*EXERCISE*: Reproduce the data starting at the line containing "Return one point per instance of the wall" and ending at the last line of the data, request included. Shift every coordinate in the answers by -38.

*MATERIAL FOR THE TASK*:
____

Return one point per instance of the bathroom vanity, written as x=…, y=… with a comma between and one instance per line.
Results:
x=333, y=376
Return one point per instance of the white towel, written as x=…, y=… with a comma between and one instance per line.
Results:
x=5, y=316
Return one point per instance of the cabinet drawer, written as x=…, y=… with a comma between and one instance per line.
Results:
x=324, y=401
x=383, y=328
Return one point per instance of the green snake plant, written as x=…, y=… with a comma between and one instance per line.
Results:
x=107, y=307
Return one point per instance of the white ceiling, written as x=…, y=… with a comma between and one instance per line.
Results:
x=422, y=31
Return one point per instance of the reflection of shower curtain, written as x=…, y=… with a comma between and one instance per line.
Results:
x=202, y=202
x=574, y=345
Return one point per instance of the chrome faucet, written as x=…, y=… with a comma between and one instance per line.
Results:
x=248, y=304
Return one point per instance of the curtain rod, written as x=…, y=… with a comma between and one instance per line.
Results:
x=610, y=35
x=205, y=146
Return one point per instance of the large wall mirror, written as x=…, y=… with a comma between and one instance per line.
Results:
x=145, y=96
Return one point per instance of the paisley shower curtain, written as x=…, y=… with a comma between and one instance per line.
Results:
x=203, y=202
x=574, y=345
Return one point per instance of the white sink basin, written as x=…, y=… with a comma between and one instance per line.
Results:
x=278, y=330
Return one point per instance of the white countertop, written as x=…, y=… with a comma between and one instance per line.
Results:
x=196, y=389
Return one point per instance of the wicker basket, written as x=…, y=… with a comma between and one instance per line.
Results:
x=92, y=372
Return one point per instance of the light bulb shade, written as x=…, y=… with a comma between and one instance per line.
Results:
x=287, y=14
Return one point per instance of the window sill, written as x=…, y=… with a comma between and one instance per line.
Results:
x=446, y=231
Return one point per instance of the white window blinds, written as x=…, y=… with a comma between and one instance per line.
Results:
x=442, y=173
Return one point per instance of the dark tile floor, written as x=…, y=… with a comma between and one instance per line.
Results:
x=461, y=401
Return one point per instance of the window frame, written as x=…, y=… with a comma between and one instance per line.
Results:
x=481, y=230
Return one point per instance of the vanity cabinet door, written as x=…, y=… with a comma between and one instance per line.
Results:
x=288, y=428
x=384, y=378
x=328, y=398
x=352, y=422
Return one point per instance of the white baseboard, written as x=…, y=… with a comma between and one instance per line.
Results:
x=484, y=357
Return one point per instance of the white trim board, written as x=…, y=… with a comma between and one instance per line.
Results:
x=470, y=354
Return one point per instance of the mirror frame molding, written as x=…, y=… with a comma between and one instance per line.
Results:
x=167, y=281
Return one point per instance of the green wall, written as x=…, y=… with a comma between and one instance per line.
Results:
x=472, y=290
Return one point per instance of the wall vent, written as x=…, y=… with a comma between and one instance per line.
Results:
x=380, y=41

____

*RESULT OF THIS EXERCISE*:
Return one point per instance of the wall vent, written as x=…, y=… with a comma between and one instance per line.
Results:
x=342, y=3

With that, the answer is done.